> _DATASET_
++++++++++++++++++++

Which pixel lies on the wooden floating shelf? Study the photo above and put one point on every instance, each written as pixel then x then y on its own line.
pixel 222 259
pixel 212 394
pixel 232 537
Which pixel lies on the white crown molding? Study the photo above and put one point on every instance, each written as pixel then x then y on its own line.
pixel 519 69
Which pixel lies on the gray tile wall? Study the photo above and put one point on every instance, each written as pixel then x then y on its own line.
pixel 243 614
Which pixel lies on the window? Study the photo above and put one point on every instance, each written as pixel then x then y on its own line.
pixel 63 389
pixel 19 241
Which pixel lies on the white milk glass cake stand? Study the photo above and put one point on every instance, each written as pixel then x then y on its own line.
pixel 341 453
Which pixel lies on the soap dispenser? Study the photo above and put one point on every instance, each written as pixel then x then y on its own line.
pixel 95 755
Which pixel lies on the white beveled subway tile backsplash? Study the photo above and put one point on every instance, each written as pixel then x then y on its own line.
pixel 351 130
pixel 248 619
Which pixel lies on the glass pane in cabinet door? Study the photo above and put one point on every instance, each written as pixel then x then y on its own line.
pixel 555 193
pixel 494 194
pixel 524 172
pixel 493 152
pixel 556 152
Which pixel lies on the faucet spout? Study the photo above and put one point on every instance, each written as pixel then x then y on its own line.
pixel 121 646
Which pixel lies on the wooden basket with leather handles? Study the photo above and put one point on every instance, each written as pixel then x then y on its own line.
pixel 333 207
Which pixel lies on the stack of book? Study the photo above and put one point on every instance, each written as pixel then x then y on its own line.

++++++++++++++++++++

> _PROBLEM TO SOLVE_
Set out every line of the records above as a numbered list, leaving out any blank lines.

> _RESULT BELOW_
1. Which pixel lies on the wooden floating shelf? Study the photo above and put one point on every instance, each written as pixel then x then y on its own line.
2. pixel 222 259
3. pixel 212 394
4. pixel 232 537
5. Which pixel lies on the white crown molding? Study the photo above and put one point on every instance, each written as pixel then x then y on its own line.
6. pixel 519 69
7. Which pixel lies on the gray tile wall? Study the photo above and put one point on every instance, each written as pixel then x then y on its own line.
8. pixel 243 614
9. Which pixel lies on the window? Study the photo above and put one point on every instance, each written as pixel then x then y on its own line.
10. pixel 63 389
11. pixel 19 241
12. Which pixel lies on the white milk glass cake stand? Study the photo above and put one point on every instance, each written as pixel then x then y on its own line.
13. pixel 341 453
14. Which pixel lies on the soap dispenser? Study the photo above and put one point on every instance, each written as pixel then x then y on its own line.
15. pixel 95 755
16. Which pixel lies on the white beveled subway tile backsplash? Study the photo above and put one point on every instance, each written as pixel then x then y on its own line.
17. pixel 351 130
18. pixel 248 619
19. Which pixel lies on the glass pane in cabinet door? Study the photo above and put one point on every instance, each written as pixel then x then y on its own line.
20. pixel 555 193
21. pixel 494 194
22. pixel 524 172
23. pixel 493 152
24. pixel 556 152
25. Which pixel lies on the faucet spout? Study the photo above and put one point on every instance, each written as pixel then x then y on its own line.
26. pixel 121 646
27. Which pixel lies on the wooden basket with leather handles? Study the photo above and put one point on every instance, each written as pixel then x then y on its own line.
28. pixel 333 207
29. Which pixel lies on the stack of book? Study the photo above and put one point on every instance, each written as pixel then x then y on its own line.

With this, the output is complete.